**Task objective**
Every entry should be copied exactly, with nothing added or dropped.

**Data supplied**
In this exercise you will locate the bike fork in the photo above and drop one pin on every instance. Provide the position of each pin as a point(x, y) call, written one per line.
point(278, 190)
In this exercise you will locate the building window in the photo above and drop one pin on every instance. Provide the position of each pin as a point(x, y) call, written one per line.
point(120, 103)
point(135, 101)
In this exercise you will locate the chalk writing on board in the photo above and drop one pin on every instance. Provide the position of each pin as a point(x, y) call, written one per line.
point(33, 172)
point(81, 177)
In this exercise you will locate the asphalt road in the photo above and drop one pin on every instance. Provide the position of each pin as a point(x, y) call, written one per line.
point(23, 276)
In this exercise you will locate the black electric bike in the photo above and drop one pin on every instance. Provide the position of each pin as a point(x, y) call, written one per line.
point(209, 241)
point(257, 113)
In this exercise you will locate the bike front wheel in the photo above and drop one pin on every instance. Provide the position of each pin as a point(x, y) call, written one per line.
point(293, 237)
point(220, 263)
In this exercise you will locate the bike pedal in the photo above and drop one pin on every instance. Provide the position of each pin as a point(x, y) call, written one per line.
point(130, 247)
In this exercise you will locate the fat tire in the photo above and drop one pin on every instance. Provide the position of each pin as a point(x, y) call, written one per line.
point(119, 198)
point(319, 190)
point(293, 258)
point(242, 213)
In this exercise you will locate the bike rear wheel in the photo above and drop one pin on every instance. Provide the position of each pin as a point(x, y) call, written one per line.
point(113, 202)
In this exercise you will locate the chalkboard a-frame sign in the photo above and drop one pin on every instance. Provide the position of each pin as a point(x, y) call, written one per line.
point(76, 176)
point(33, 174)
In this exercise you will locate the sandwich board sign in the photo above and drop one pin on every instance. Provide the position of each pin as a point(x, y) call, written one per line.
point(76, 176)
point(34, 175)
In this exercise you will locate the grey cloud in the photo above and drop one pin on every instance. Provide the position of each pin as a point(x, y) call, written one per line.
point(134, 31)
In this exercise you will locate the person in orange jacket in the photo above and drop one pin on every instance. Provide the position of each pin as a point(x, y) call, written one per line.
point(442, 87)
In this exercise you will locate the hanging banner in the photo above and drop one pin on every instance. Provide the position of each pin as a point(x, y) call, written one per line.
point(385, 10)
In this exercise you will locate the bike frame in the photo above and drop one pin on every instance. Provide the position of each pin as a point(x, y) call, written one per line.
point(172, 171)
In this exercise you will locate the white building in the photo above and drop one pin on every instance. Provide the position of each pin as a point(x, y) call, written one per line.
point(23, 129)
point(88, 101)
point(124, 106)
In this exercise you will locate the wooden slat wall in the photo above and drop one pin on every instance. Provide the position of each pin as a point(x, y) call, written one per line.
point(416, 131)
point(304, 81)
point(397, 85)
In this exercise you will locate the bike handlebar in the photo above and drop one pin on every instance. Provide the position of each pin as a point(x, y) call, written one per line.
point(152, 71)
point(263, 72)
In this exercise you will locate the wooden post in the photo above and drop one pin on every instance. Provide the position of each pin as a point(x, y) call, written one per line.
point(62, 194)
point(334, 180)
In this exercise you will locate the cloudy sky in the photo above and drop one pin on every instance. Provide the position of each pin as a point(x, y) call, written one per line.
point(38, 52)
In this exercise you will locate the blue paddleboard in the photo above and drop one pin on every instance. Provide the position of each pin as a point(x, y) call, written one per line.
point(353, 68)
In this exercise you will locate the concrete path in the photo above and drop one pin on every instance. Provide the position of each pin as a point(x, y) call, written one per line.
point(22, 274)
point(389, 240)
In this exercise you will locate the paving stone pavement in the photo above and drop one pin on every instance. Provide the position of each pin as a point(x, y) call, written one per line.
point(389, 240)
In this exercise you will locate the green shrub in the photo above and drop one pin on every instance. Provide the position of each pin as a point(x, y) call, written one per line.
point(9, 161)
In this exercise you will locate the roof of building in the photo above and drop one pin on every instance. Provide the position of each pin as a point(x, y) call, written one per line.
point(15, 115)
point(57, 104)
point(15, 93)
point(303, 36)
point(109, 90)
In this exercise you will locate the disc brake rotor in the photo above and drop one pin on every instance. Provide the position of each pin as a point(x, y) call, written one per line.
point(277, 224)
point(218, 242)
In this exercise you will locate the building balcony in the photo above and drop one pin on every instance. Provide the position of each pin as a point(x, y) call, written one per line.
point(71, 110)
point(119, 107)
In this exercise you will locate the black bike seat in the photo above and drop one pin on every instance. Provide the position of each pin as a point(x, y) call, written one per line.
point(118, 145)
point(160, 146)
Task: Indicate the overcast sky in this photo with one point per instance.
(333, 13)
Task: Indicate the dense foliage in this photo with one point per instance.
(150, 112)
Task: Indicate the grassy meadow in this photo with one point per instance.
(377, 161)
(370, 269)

**Output**
In this exercise you will locate the bike fork in the photo above and drop one pin on every instance. Provide the position of each pin as a point(x, y) call, written one per line.
point(278, 190)
In this exercise you will locate the building window in the photo above and drop one pin on every instance. Provide the position of each pin as a point(x, y) call, written one per line.
point(120, 103)
point(135, 101)
In this exercise you will locate the chalk writing on board in the photo above and drop one pin on every instance. Provide the position of each pin as a point(x, y) call, written one per line.
point(33, 172)
point(81, 177)
In this exercise you will locate the asphalt road in the photo above and drop one pin on every instance. Provide the position of each pin as a point(x, y) call, written one per line.
point(23, 276)
In this exercise you will locate the black electric bike in the photo above and drop one pin on every instance. Provide the position of each pin as a point(x, y) call, written one per line.
point(209, 241)
point(257, 113)
In this exercise you will locate the bike front wheel in the photo above and drop one pin on every instance. Provide the position of each pin as a point(x, y) call, written one per line.
point(293, 237)
point(220, 263)
In this exercise you will locate the bike pedal in the photo above and drop one pin on every instance. Provide the position of each pin as a point(x, y) call, written one per line.
point(130, 247)
In this exercise you will locate the fat tire in the photo above and drop one pin on every instance. Provide the position of each pin as a point(x, y) call, written one per line.
point(119, 198)
point(319, 190)
point(293, 258)
point(242, 213)
In this exercise you will locate the bike rear wheel in the photo above and drop one pin on every instance. Provide the position of each pin as a point(x, y) call, written one per line.
point(113, 202)
In this exercise you will locate the chalkboard a-frame sign in the photo above and drop one pin on every instance. Provide the position of each pin as a point(x, y) call, written one per line.
point(76, 176)
point(33, 174)
In this exercise you will locate the sandwich board sign in the photo above and drop one pin on every instance. Provide the position of each pin as a point(x, y) call, written one per line.
point(76, 176)
point(34, 175)
In this exercise you will locate the grey cloud in the photo above and drop one pin on every instance. Provide the position of each pin as a point(x, y) call, written one per line.
point(134, 31)
In this exercise you will locate the person in orange jacket in the photo above and drop one pin on every instance. Provide the position of each pin as a point(x, y) call, written one per line.
point(442, 87)
In this exercise you will locate the hanging banner in the photo above and drop one pin on every instance. Provide the position of each pin as a point(x, y) call, written one per line.
point(385, 10)
In this exercise you will locate the bike frame in the photo above and drop one pin on every instance. Provide the position of each pin as a point(x, y) call, written one per line.
point(172, 171)
In this exercise you will locate the white building in the photo above and drop one pin on every instance. Provide the position of each pin as a point(x, y) call, written one per line.
point(23, 129)
point(88, 101)
point(124, 106)
In this exercise you will locate the wooden slat wall in the photo above and drop one pin on every instance. Provide the position of each pin as a point(x, y) call, written one per line.
point(416, 131)
point(304, 81)
point(397, 85)
In this exercise you will locate the bike handlebar in the photo above and drop one pin on every instance. Provide the position of each pin as a point(x, y) call, written one per line.
point(152, 71)
point(263, 72)
In this exercise you will locate the wooden post in the photo above and drop one pin on every instance. Provide the position of each pin as a point(x, y) call, written one per line.
point(62, 194)
point(334, 180)
In this exercise you will locate the cloudy sky in the photo above and drop one pin on every instance. Provide the position of each pin as a point(x, y) call, written one per line.
point(38, 52)
In this exercise you will locate the blue paddleboard in the photo above and drop one pin on every instance. Provide the position of each pin as a point(x, y) call, written one per line.
point(353, 68)
In this exercise you will locate the concrete path in the photo above and drop one pin on every instance. Provide the position of each pin as a point(x, y) call, written one per line.
point(22, 274)
point(389, 240)
In this exercise you will locate the paving stone pavement in the photo above and drop one pin on every instance. Provide the position of each pin as a point(x, y) call, written one per line.
point(389, 240)
In this exercise you will locate the green shrub in the photo above and drop one pin on every instance. Provide the position of each pin as a point(x, y) call, written one per line.
point(9, 161)
In this exercise you will locate the roof of building in the photo above and drop one pin on every instance. Provide the position of each pin as a point(x, y) call, written one per line.
point(15, 115)
point(57, 104)
point(15, 93)
point(303, 36)
point(109, 90)
In this exercise you will locate the disc brake rotor in the photo above and drop one pin on every instance. Provide the position of each pin as a point(x, y) call, written one per line.
point(277, 224)
point(218, 242)
In this exercise you will locate the building balcony in the photo above and drop one pin on every instance. Provide the position of each pin as a point(x, y) call, written one per line.
point(71, 110)
point(119, 107)
In this exercise you will locate the black bike seat in the photo above and drop one pin on every instance. Provide the position of each pin as a point(x, y) call, written one per line.
point(118, 145)
point(160, 146)
Task: Indicate the overcast sky in this photo with one point per instance.
(333, 13)
Task: Indicate the dense foliage in this photo with one point per instance.
(150, 112)
Task: Indicate the grassy meadow in this photo with one point per instance.
(377, 161)
(370, 269)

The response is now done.